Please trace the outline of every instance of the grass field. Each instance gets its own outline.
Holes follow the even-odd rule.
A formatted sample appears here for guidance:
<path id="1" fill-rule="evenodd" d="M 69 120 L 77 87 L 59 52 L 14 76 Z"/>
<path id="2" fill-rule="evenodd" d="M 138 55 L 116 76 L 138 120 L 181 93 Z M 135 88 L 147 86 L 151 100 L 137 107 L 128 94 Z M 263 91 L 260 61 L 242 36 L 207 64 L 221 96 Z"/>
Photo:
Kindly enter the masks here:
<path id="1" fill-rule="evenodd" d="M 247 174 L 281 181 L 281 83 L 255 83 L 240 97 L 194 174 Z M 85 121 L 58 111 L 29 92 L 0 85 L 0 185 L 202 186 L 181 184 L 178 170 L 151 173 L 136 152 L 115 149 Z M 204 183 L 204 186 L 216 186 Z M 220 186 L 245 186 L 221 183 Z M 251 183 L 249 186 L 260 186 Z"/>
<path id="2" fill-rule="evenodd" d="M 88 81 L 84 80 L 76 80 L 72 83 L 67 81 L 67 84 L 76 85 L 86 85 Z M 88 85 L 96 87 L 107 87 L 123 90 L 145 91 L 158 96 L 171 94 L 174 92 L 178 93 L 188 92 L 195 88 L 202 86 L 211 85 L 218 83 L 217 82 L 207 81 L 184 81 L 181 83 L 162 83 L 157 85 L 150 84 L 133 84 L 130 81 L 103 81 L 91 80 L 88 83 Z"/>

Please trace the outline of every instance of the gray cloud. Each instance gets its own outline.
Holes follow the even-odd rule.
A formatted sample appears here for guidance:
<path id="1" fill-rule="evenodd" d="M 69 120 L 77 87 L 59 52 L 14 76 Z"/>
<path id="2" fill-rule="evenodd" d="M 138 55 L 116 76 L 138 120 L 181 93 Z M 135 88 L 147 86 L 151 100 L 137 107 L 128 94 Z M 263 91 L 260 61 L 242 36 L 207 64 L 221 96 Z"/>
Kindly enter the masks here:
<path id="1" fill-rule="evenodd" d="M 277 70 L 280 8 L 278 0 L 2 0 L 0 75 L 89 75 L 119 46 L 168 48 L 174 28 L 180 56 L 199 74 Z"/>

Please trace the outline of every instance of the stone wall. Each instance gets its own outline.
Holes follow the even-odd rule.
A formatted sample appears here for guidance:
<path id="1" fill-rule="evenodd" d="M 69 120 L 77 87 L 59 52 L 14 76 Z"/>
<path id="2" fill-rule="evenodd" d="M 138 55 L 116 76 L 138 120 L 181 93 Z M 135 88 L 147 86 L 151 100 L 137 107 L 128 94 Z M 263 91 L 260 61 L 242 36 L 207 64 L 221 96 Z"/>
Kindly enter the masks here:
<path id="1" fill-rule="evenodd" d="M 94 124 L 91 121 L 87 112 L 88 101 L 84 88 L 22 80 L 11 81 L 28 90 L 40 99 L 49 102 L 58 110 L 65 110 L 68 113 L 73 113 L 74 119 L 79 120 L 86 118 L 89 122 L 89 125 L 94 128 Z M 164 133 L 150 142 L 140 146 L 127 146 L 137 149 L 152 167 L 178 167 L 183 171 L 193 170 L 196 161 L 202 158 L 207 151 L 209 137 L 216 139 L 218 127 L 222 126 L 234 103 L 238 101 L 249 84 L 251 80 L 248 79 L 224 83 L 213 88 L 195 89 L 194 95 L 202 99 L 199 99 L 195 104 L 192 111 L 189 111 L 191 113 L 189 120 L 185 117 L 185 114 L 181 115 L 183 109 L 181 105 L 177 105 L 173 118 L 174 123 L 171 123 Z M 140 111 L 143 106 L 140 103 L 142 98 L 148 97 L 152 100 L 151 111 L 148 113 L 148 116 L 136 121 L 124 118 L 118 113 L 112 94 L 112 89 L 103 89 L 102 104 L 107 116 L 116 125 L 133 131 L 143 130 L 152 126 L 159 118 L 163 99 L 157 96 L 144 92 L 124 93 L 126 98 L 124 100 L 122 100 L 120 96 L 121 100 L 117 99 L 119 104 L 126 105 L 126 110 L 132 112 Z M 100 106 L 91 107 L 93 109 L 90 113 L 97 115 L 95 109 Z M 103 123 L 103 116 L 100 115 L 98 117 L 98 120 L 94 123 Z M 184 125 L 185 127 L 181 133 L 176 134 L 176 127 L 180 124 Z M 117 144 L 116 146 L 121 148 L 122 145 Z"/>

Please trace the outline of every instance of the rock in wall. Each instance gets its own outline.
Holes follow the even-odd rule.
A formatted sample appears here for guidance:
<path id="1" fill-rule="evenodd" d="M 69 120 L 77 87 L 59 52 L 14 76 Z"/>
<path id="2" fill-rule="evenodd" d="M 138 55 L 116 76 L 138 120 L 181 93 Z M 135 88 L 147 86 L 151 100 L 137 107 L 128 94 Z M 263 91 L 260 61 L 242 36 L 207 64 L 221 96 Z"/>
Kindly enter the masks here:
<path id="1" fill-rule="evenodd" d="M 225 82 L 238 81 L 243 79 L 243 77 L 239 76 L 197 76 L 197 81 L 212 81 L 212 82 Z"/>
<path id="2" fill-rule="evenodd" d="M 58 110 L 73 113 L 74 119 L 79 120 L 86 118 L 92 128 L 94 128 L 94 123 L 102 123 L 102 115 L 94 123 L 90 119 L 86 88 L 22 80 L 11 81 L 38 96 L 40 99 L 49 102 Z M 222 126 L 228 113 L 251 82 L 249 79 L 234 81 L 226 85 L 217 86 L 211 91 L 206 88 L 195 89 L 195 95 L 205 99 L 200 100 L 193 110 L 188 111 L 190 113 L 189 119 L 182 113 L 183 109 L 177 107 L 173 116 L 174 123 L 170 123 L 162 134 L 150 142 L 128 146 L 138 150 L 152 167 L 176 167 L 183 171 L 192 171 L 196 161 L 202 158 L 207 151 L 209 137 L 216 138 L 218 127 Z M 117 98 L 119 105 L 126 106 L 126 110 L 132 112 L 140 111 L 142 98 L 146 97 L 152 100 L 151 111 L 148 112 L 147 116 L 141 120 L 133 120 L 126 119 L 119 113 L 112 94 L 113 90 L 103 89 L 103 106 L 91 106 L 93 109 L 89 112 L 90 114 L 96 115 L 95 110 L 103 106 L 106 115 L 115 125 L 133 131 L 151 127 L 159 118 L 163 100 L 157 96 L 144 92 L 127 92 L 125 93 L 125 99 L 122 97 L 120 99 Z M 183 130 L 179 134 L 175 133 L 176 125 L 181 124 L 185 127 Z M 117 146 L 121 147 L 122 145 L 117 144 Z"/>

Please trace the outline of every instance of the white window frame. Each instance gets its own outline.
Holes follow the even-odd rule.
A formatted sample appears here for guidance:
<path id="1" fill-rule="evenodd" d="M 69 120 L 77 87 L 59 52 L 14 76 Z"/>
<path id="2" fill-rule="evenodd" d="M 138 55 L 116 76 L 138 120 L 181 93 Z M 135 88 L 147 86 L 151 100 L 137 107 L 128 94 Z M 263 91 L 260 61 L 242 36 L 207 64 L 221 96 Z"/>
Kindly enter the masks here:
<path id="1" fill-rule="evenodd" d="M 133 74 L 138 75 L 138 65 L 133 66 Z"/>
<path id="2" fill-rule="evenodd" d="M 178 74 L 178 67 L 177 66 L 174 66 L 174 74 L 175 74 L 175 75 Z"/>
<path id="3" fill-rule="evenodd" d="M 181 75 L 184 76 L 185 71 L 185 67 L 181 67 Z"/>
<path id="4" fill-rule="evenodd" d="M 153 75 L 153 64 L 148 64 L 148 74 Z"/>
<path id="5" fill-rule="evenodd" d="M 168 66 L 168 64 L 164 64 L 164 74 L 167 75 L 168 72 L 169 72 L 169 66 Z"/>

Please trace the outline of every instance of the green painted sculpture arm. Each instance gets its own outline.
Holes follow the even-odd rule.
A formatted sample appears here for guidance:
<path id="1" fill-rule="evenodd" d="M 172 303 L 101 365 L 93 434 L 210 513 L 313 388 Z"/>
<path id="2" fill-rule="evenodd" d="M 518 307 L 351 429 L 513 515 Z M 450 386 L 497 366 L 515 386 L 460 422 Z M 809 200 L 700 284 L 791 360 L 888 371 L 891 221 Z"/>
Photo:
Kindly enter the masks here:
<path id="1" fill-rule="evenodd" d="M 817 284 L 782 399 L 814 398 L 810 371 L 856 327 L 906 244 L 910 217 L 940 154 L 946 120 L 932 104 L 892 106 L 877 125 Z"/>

_____

* **EXERCISE REQUIREMENTS**
Put the lines from the start of the records through the line containing "96 87 L 107", inclusive, into a Markdown table with the columns Number and Text, numbering each row and skipping blank lines.

* **TASK RESPONSE**
| Number | Text |
|---|---|
| 1 | Please trace the outline of every instance of the grass field. Each instance gets its own outline. |
| 2 | Holes follow the even-odd rule. |
| 3 | A formatted sample appears here for guidance: |
| 4 | <path id="1" fill-rule="evenodd" d="M 69 120 L 77 87 L 59 52 L 14 76 Z"/> |
| 5 | <path id="2" fill-rule="evenodd" d="M 138 55 L 116 76 L 138 120 L 181 93 Z M 135 88 L 147 86 L 151 100 L 137 107 L 128 94 Z M 263 91 L 260 61 L 242 36 L 207 64 L 221 96 Z"/> |
| 6 | Photo: |
| 7 | Kindly enter the masks here: |
| 8 | <path id="1" fill-rule="evenodd" d="M 247 174 L 281 181 L 281 83 L 255 83 L 240 97 L 194 174 Z M 85 121 L 58 111 L 29 92 L 0 85 L 0 185 L 202 186 L 181 184 L 178 170 L 151 173 L 136 152 L 115 149 Z M 204 183 L 204 186 L 216 186 Z M 220 186 L 245 186 L 221 183 Z M 251 183 L 249 186 L 260 186 Z"/> |
| 9 | <path id="2" fill-rule="evenodd" d="M 88 81 L 84 80 L 76 80 L 72 83 L 67 81 L 67 84 L 76 85 L 86 85 Z M 88 85 L 96 87 L 107 87 L 123 90 L 145 91 L 158 96 L 171 94 L 174 92 L 178 93 L 188 92 L 195 88 L 202 86 L 211 85 L 218 83 L 217 82 L 207 81 L 184 81 L 181 83 L 162 83 L 157 85 L 150 84 L 133 84 L 130 81 L 103 81 L 91 80 L 88 83 Z"/> |